[Saved data entries]
★ ★ ★
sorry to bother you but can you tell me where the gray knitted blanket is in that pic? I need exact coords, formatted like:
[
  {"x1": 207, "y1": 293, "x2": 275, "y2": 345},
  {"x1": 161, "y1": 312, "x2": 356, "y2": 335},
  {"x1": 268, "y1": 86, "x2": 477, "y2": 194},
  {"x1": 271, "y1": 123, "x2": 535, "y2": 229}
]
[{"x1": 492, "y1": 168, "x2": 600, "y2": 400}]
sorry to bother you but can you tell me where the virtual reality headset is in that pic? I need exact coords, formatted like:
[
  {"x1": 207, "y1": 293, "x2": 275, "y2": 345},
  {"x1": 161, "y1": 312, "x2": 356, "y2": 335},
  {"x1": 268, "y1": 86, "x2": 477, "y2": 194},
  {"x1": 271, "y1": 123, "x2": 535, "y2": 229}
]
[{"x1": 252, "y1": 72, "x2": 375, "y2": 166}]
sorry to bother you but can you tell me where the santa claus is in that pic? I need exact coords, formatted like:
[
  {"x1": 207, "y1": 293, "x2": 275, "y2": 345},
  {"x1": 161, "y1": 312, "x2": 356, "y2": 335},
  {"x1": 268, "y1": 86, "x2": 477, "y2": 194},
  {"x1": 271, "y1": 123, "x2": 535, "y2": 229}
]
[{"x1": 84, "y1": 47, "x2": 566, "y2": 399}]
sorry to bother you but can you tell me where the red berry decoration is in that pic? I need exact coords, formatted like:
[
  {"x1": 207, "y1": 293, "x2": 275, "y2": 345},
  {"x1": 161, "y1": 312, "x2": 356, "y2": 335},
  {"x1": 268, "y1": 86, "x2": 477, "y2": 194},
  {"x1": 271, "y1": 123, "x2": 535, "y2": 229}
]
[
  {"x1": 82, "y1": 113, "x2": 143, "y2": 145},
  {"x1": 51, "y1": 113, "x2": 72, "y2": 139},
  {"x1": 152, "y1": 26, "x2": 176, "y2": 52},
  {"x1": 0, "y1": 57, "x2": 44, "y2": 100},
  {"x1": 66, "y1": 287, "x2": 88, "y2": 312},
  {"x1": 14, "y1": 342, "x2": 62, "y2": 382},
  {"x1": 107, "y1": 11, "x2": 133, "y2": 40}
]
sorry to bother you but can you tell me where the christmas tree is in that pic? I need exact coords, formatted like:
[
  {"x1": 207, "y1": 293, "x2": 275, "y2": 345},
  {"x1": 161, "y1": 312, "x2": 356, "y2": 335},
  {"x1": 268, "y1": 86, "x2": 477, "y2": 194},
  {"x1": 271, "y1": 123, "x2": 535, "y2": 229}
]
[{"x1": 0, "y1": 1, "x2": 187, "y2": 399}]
★ ★ ★
Task goal -
Transcribe every record exactly, keeping each line as it is.

Answer for the task -
sorry to bother you but can you tell me where the gray knitted blanket is in that pic? I need exact coords, formatted like:
[
  {"x1": 207, "y1": 293, "x2": 275, "y2": 345},
  {"x1": 161, "y1": 312, "x2": 356, "y2": 335},
  {"x1": 268, "y1": 86, "x2": 477, "y2": 194},
  {"x1": 271, "y1": 123, "x2": 535, "y2": 229}
]
[{"x1": 492, "y1": 168, "x2": 600, "y2": 400}]
sorry to bother you but can you tell me where the virtual reality headset is in that pic? I need exact coords, formatted like:
[
  {"x1": 207, "y1": 293, "x2": 275, "y2": 345},
  {"x1": 161, "y1": 312, "x2": 356, "y2": 335},
  {"x1": 268, "y1": 86, "x2": 477, "y2": 194},
  {"x1": 271, "y1": 123, "x2": 535, "y2": 229}
]
[{"x1": 252, "y1": 72, "x2": 375, "y2": 166}]
sorry to bother you but can you tell me where the santa claus is in that pic? I need exact coords, formatted like:
[
  {"x1": 207, "y1": 293, "x2": 275, "y2": 345},
  {"x1": 161, "y1": 312, "x2": 356, "y2": 335},
  {"x1": 268, "y1": 86, "x2": 477, "y2": 194},
  {"x1": 271, "y1": 123, "x2": 535, "y2": 229}
]
[{"x1": 84, "y1": 47, "x2": 566, "y2": 399}]
sorry to bother you but can you tell me where the red berry decoration is in that pic? I need exact coords, formatted like:
[
  {"x1": 207, "y1": 293, "x2": 275, "y2": 345},
  {"x1": 161, "y1": 312, "x2": 356, "y2": 335},
  {"x1": 268, "y1": 86, "x2": 477, "y2": 194},
  {"x1": 271, "y1": 123, "x2": 535, "y2": 229}
]
[
  {"x1": 82, "y1": 113, "x2": 143, "y2": 145},
  {"x1": 51, "y1": 113, "x2": 72, "y2": 139},
  {"x1": 152, "y1": 26, "x2": 176, "y2": 52},
  {"x1": 0, "y1": 57, "x2": 44, "y2": 100},
  {"x1": 66, "y1": 287, "x2": 88, "y2": 312},
  {"x1": 14, "y1": 342, "x2": 62, "y2": 382},
  {"x1": 107, "y1": 11, "x2": 133, "y2": 40}
]
sorry to bother you but can you tell me where the christmas tree is in that pic? I need exact coords, formatted like:
[
  {"x1": 207, "y1": 293, "x2": 275, "y2": 345},
  {"x1": 161, "y1": 312, "x2": 356, "y2": 335},
  {"x1": 268, "y1": 86, "x2": 477, "y2": 194},
  {"x1": 271, "y1": 123, "x2": 535, "y2": 229}
]
[{"x1": 0, "y1": 1, "x2": 187, "y2": 399}]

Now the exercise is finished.